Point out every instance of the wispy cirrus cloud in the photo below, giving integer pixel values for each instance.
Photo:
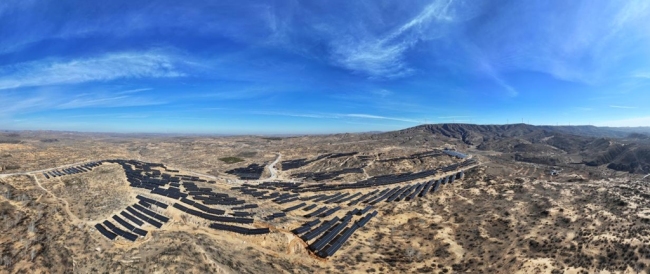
(622, 107)
(111, 66)
(337, 116)
(378, 117)
(382, 54)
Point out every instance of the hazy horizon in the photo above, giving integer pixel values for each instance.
(286, 67)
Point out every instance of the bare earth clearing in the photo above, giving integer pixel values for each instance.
(505, 216)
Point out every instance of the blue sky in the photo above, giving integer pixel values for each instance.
(287, 67)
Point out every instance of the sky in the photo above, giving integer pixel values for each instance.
(312, 67)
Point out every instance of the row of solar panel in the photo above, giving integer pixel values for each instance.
(71, 170)
(240, 230)
(138, 218)
(212, 217)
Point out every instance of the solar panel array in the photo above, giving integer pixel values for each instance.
(71, 170)
(326, 233)
(328, 226)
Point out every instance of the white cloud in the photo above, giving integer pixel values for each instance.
(629, 122)
(369, 116)
(101, 68)
(383, 55)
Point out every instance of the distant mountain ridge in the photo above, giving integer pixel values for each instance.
(623, 150)
(514, 129)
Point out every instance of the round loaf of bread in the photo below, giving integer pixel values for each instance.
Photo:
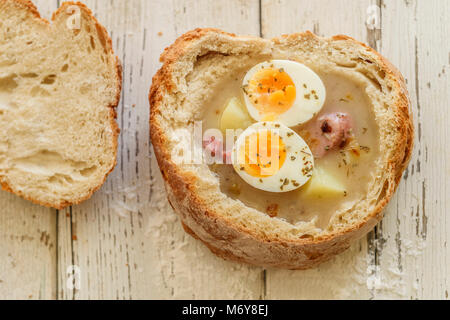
(193, 69)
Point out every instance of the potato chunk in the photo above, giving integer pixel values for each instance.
(324, 185)
(235, 116)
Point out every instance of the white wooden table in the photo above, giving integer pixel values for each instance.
(126, 242)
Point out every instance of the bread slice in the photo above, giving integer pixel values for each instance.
(201, 58)
(59, 86)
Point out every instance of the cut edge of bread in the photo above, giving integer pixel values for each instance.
(226, 237)
(115, 130)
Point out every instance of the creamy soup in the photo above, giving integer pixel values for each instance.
(343, 95)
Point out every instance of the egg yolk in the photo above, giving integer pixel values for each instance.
(272, 92)
(263, 154)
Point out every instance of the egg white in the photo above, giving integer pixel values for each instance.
(303, 109)
(298, 165)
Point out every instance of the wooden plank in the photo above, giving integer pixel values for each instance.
(433, 157)
(27, 239)
(344, 276)
(126, 240)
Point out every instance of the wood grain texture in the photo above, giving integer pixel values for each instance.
(28, 267)
(127, 242)
(328, 281)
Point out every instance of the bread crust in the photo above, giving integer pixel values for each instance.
(231, 241)
(28, 4)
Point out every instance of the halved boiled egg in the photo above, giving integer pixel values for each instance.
(271, 157)
(284, 91)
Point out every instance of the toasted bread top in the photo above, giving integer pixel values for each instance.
(202, 57)
(60, 83)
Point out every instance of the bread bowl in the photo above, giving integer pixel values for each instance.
(59, 86)
(196, 75)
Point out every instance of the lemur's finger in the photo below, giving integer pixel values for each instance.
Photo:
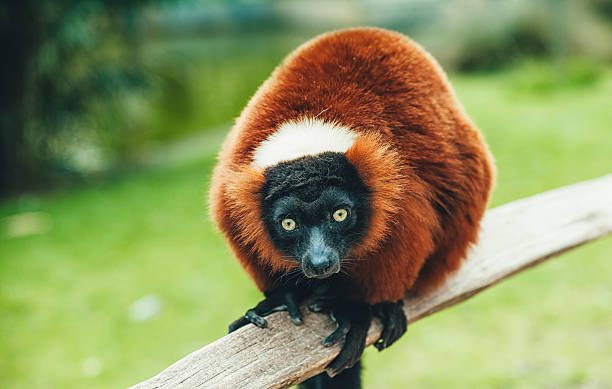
(255, 318)
(320, 306)
(294, 310)
(394, 324)
(350, 354)
(387, 336)
(237, 324)
(344, 326)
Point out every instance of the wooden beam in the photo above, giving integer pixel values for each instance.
(514, 237)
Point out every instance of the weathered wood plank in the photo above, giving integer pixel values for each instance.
(514, 237)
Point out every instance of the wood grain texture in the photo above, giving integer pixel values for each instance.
(514, 237)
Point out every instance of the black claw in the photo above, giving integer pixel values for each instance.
(394, 323)
(353, 321)
(319, 306)
(254, 318)
(275, 301)
(237, 324)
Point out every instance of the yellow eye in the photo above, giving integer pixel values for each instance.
(340, 214)
(288, 224)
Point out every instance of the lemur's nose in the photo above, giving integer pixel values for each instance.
(320, 263)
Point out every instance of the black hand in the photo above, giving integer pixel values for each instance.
(394, 323)
(353, 321)
(277, 300)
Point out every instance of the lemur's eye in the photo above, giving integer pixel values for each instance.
(340, 215)
(288, 224)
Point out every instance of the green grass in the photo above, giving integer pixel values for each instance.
(64, 295)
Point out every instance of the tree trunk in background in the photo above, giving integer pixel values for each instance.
(19, 39)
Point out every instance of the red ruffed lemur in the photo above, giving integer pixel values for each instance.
(352, 176)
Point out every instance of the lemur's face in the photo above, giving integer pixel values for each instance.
(317, 219)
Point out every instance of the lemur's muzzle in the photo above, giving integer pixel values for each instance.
(320, 261)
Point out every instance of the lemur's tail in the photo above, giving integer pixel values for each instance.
(347, 379)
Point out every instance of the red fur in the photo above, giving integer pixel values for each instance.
(424, 160)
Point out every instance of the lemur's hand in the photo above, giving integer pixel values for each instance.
(353, 320)
(281, 299)
(394, 323)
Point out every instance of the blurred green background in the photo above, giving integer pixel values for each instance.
(111, 116)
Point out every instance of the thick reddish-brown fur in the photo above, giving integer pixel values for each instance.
(425, 162)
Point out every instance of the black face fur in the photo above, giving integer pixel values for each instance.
(308, 191)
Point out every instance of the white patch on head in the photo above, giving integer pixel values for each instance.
(296, 139)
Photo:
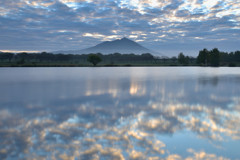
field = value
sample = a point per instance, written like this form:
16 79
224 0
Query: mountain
123 46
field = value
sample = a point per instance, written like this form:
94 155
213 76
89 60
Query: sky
166 26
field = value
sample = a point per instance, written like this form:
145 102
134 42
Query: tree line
205 57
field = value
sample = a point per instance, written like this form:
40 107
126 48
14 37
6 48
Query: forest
205 57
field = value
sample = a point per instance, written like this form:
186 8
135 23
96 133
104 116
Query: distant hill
123 46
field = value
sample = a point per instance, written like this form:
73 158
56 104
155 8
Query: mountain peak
123 46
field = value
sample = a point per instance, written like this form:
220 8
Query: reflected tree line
205 57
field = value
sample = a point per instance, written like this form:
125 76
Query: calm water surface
120 113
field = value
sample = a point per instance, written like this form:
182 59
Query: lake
120 113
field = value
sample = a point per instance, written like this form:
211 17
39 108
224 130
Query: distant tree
214 57
203 57
94 59
181 58
6 56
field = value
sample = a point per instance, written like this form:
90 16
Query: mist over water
120 113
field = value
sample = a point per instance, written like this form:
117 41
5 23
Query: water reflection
119 113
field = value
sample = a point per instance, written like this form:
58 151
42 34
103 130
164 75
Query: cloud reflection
123 125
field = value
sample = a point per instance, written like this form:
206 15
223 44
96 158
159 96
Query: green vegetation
205 57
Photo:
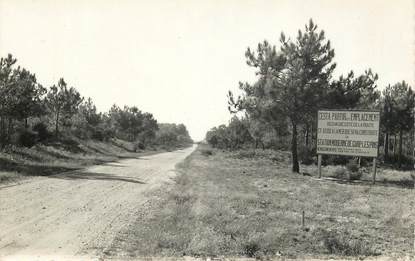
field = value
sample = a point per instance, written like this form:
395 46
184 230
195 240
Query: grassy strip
17 163
223 205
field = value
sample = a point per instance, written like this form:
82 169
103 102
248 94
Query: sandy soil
78 214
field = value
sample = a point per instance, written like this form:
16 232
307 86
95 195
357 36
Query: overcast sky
178 59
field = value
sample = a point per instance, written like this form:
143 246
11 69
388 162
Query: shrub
27 138
343 244
98 135
42 131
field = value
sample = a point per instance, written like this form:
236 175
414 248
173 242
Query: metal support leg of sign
374 171
319 165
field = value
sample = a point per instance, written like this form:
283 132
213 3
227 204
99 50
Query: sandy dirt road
77 214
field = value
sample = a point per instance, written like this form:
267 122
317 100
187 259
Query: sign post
348 133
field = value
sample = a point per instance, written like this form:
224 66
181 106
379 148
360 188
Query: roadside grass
17 163
228 204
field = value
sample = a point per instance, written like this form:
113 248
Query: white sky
177 59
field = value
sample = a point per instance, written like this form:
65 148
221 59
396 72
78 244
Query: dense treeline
279 110
31 113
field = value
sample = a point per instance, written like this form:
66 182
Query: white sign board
349 133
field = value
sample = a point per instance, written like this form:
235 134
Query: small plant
42 131
251 249
26 138
340 172
352 166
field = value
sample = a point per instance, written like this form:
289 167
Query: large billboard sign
349 133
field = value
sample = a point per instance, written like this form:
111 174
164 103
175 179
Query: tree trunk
386 146
296 166
400 148
57 125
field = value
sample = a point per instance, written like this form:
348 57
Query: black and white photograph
192 130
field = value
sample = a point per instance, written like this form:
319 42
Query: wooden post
319 165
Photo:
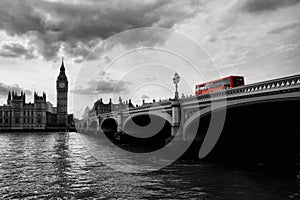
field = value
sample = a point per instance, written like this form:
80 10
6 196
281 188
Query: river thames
59 166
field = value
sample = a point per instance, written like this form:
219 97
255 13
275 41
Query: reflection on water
57 165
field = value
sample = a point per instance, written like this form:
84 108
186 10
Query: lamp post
176 80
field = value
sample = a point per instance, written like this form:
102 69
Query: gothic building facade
40 115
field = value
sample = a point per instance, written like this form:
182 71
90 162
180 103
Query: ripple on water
58 166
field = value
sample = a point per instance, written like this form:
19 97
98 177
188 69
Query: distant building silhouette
17 114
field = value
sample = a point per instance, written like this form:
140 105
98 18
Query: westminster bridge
259 119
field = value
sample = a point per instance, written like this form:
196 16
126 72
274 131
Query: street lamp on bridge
176 80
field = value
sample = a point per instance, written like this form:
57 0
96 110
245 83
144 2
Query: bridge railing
271 85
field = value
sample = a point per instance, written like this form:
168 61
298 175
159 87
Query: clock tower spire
62 96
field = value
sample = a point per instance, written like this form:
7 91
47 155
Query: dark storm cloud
77 27
4 89
108 86
145 96
13 50
264 5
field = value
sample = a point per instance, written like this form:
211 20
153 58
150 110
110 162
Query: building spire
62 67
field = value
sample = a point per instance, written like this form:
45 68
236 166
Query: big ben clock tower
62 96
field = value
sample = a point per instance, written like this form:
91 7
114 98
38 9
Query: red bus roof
221 79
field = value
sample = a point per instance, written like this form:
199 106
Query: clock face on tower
61 84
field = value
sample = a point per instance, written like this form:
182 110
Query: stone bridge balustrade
183 113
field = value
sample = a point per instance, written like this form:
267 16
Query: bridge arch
94 125
152 128
85 125
79 126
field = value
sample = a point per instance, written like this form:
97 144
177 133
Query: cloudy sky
133 48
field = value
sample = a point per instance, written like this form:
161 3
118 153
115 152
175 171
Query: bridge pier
175 129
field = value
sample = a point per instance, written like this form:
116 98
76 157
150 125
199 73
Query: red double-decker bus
220 84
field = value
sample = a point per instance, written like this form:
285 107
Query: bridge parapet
276 85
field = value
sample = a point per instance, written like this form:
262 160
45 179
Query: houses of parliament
39 115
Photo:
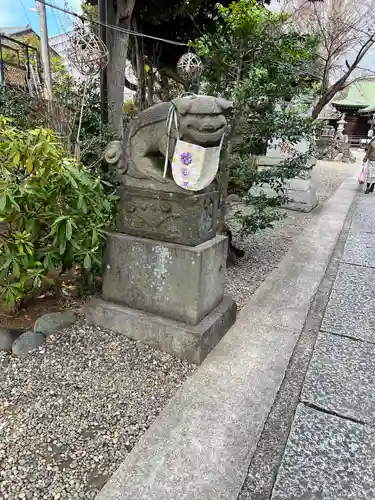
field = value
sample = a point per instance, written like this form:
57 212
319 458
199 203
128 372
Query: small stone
27 342
8 336
50 323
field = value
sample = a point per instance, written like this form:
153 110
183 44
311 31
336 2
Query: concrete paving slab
341 378
351 314
360 249
355 279
327 458
202 443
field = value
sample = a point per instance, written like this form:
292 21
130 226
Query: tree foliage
254 60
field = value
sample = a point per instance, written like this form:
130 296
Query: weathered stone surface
351 314
27 342
50 323
140 160
341 378
175 281
184 341
187 219
327 458
360 249
8 336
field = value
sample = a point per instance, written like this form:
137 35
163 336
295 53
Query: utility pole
103 73
45 49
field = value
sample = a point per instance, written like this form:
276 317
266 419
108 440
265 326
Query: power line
110 26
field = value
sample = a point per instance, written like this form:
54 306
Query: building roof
359 94
15 30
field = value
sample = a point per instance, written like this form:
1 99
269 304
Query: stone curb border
201 445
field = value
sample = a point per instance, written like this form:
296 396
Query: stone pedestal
168 294
300 190
183 340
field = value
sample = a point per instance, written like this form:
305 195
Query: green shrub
55 213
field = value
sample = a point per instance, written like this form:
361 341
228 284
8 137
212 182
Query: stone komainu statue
140 157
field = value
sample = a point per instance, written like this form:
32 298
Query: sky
19 13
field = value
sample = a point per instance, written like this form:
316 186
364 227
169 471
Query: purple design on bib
186 158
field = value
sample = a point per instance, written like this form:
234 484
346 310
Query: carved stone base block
176 281
182 340
187 219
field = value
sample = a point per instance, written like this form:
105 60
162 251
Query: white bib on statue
193 167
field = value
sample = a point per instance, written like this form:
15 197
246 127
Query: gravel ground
71 412
265 249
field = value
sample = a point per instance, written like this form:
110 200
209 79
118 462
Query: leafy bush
255 59
55 214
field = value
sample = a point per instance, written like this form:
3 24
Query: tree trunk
141 76
118 13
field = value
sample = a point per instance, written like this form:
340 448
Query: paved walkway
330 453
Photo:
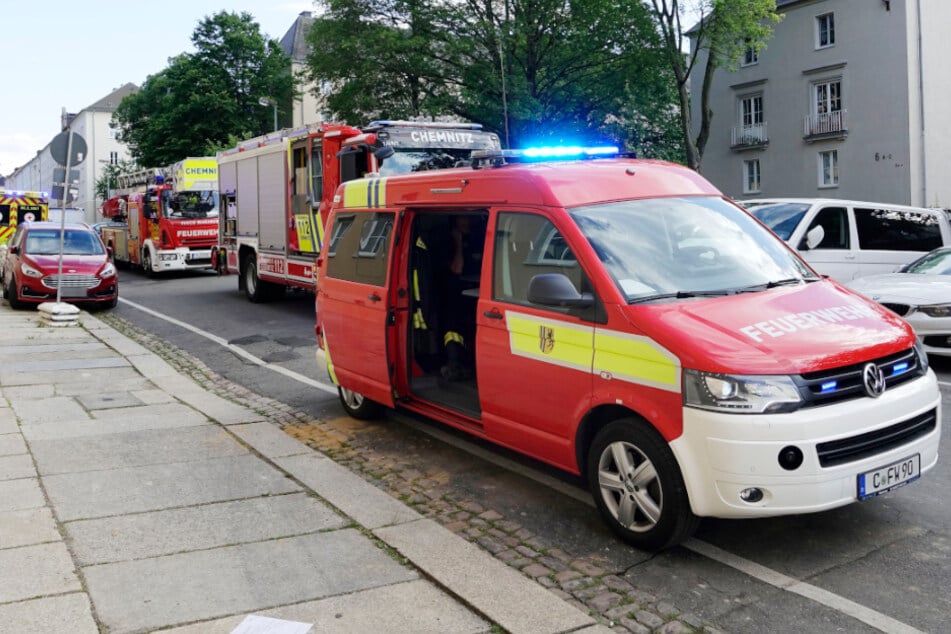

★ ★ ★ ★

**REQUIREMENT**: Scan the material above. Extract every line in which the word "below" occurs.

**RESULT**:
Point out every instance of the wispy cirrus cloud in the photo below, giving integer pixel values for each instance.
Point out every instance of the round loaf of bread in the photo below, giving integer pixel values for each instance.
Point out every instance of the lemur's finger in the photo below, giving integer pixel values for each instance.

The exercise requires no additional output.